To be done = Render the items, from the first line through the line containing "466,526 -> 514,612", as a two-column CSV with the headers item_text and answer. Give one row per item, with its text and its answer each in a single quoted field and line breaks replaced by spaces.

- - - -

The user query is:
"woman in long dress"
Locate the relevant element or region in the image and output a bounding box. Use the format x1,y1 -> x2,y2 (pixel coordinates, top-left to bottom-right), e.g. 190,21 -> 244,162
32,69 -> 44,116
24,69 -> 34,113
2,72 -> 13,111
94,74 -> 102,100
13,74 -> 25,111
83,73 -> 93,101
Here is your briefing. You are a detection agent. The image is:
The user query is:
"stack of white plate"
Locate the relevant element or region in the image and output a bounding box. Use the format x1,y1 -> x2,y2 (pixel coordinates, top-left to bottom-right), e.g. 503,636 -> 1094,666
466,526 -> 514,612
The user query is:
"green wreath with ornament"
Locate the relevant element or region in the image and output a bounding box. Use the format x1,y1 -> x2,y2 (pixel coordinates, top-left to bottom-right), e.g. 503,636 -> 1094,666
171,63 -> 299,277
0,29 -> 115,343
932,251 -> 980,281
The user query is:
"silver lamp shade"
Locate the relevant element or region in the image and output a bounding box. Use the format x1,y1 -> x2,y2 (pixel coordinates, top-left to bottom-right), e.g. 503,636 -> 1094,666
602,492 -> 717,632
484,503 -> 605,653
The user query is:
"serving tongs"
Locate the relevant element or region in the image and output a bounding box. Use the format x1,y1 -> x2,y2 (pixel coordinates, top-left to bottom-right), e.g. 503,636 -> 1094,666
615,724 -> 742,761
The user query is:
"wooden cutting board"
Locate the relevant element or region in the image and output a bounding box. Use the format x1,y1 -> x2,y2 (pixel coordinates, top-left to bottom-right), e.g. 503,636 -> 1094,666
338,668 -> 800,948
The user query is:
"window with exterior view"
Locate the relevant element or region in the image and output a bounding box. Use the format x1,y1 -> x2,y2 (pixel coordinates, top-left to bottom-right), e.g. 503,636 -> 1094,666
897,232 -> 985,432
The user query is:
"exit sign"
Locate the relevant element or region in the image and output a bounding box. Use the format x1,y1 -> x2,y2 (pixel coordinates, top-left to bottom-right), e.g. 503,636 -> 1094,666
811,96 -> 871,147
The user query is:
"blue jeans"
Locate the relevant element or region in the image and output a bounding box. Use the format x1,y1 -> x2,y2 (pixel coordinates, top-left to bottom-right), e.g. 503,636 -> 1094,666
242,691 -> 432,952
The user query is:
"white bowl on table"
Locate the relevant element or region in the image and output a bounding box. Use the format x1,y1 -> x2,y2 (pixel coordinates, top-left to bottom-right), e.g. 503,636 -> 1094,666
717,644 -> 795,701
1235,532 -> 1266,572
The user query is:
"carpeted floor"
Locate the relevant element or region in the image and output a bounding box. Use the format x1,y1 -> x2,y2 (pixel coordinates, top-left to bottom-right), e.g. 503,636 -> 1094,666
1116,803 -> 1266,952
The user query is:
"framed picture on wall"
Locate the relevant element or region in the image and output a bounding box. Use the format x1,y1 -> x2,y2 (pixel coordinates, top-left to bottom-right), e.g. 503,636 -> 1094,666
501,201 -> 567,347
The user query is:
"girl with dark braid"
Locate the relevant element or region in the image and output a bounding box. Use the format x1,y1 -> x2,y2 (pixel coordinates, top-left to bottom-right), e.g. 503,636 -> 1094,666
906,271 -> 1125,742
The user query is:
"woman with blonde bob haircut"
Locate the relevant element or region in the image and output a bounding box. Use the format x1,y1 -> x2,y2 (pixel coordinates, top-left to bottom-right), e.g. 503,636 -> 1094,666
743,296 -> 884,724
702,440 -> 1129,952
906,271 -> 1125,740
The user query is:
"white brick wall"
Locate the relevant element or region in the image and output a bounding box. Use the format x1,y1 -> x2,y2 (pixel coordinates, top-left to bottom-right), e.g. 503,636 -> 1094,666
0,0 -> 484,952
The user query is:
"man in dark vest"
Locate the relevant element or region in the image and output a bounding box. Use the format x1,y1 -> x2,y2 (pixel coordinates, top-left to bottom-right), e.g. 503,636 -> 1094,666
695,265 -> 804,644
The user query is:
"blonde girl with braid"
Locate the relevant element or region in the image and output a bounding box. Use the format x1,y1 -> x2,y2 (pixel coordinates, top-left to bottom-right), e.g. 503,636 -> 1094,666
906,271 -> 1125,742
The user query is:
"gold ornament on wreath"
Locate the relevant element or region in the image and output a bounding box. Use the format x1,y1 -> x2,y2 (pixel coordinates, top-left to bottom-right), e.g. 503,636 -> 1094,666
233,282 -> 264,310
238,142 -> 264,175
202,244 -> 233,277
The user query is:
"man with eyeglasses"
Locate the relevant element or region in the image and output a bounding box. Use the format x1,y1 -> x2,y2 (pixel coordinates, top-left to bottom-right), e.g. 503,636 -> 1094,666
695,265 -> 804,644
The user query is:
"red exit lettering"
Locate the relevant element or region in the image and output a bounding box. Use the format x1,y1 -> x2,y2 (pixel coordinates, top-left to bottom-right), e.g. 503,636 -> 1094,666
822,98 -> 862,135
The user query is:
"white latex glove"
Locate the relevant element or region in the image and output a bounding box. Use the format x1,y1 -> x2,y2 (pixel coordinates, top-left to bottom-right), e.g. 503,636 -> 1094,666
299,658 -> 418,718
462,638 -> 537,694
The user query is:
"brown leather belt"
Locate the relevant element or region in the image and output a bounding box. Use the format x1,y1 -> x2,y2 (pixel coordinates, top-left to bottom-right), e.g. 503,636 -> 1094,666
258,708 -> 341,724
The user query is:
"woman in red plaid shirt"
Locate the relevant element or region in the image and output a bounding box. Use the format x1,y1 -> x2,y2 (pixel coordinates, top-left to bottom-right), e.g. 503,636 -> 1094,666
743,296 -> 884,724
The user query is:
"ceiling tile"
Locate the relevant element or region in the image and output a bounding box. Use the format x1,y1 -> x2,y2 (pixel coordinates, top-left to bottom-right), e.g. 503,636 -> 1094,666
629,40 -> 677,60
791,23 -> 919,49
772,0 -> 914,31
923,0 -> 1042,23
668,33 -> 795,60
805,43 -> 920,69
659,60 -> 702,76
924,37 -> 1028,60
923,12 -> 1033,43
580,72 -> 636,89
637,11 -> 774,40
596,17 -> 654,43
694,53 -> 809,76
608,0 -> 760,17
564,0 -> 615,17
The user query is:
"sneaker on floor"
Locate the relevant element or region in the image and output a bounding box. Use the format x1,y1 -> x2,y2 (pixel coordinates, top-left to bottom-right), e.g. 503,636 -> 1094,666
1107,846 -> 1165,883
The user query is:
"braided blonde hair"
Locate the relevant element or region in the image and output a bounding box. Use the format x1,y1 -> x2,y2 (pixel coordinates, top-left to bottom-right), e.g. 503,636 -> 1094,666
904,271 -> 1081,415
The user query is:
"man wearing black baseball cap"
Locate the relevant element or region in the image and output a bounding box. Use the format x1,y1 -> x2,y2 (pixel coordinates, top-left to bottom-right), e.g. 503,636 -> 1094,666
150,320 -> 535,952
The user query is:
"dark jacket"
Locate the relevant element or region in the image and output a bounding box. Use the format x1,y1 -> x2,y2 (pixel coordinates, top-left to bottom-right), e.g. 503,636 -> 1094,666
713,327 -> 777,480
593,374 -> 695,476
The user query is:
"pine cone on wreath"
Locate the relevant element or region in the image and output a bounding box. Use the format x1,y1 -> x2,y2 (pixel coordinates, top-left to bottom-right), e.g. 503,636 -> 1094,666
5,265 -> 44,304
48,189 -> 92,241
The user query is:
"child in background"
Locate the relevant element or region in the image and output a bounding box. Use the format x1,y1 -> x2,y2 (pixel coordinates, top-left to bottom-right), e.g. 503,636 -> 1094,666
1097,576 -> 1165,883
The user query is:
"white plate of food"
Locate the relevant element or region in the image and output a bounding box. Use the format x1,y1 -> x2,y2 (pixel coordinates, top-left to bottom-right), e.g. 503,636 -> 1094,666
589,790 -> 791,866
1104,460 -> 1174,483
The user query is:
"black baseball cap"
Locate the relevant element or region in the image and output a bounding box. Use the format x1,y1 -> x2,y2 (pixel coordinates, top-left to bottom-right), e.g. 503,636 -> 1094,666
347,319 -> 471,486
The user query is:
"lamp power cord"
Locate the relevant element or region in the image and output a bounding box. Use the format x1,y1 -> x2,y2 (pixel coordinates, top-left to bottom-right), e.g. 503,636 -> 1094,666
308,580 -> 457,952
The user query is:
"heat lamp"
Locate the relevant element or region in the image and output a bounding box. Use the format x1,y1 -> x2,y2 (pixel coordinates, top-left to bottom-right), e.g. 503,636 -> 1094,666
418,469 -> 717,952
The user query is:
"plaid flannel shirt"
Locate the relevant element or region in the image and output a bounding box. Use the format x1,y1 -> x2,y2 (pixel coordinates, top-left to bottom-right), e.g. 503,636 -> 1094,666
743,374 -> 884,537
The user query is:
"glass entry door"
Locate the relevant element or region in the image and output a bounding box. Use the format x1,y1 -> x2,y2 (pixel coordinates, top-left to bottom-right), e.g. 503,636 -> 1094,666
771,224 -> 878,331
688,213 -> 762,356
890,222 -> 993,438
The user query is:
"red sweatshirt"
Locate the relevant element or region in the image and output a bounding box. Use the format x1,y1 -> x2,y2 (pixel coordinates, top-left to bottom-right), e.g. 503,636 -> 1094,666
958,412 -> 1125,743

- - - -

Solution to the problem =
item_text,answer
"The user query is: ""woman in long dress"" Locate the relevant element or region in the image and output a bounding box. Use the format x1,y1 -> x2,y2 (pixel coordinates, top-left to bottom-right), e.g. 190,21 -> 244,162","32,69 -> 44,116 24,69 -> 34,113 2,72 -> 13,111 94,74 -> 102,100 13,74 -> 25,111 83,73 -> 93,101"
"Here is your briefing. You are a detection agent. The image is: The user query is: ""stack of white plate"" Locate the relevant element or region in the image and output a bounding box. Use the format x1,y1 -> x2,y2 (pixel coordinates, top-left to bottom-right), e.g. 503,636 -> 1094,666","466,526 -> 514,612"